Arrange the rows below as a numbered list, omitting any blank lines.

⁂

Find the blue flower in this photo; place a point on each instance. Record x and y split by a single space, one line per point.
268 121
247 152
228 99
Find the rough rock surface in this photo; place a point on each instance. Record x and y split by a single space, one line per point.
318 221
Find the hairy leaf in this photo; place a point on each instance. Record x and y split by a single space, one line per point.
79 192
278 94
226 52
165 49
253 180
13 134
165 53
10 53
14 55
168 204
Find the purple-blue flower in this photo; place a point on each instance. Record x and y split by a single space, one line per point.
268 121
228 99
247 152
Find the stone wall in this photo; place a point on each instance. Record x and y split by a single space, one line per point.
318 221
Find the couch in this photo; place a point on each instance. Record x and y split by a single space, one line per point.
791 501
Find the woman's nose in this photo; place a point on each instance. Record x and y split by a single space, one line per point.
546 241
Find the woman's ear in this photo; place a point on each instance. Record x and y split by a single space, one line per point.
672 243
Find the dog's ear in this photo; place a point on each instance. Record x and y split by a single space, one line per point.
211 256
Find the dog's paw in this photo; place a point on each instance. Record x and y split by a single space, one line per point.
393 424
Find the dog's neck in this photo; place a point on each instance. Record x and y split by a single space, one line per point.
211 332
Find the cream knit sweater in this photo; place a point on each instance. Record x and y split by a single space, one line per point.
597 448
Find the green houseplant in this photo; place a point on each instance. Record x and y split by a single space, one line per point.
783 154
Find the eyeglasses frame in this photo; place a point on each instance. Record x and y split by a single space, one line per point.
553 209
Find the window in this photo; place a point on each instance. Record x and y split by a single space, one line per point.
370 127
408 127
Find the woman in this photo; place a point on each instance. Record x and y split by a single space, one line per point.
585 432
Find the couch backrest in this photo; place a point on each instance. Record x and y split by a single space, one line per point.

⁂

→ **Reply to the task**
1. Find the blue flower in this photo; place a point on each instance. Record x and y split by a single space, one line per point.
2. 268 121
3. 247 152
4. 228 99
5. Find the rough rock surface in this photo; place a point on each instance. Record x and y split by a single space, one line per point.
6. 318 221
7. Find the hairy leaf in this photo; place a point on each instance. Record x and y split by a single space, one line per point.
8. 79 192
9. 278 94
10. 226 52
11. 165 49
12. 253 180
13. 13 134
14. 165 53
15. 10 53
16. 14 55
17. 168 204
18. Find the purple-blue flower in this photo; place a point on each instance. Record x and y split by a single space, one line per point.
19. 268 121
20. 228 99
21. 247 152
22. Find the stone wall in this photo; place a point on each instance. Record x and y split by a single space, one line per point.
23. 318 221
24. Find the couch in this photo; place a point on each instance. Record x and y split by a single space, one line per point.
25. 791 501
26. Find the woman's nose in this photo; place a point on each instance. Record x and y split by a single space, one line per point.
27. 546 241
28. Find the woman's ear in this photo; place a point on each instance. Record x and y split by a single space, one line per point.
29. 672 243
30. Find the dog's ear in this photo; place a point on each instance. Record x and y split by a single space, one line per point.
31. 211 256
32. Find the dog's paw in this photo; place a point on each instance. Record x and y split by a single space, one line per point.
33. 393 424
34. Find the dog's neck in this photo; place a point on each instance. Record x and y split by a single space, one line per point.
35. 211 332
36. Find the cream knit sweater in this photo; place a point on each instance. Record x and y split by a single space, one line per point.
37. 597 448
38. Find the green houseplant in this photo; place a point on each instance. Record x and y split by a single space, one line per point.
39. 783 154
40. Find the eyeglasses frame in this photo; place a point on each instance. Record x and y split by a single space, one line per point.
41. 553 209
42. Find the window in this photo; place a point on each instance. Record x and y split by a single space, one line per point.
43. 370 127
44. 408 127
45. Find the woman in this photo; place a point on each instance. Record x and y split by a single space, one line per point.
46. 585 432
47. Find the couch backrest in this photo; place a point on each instance. Record x and y split by a single space, one line per point.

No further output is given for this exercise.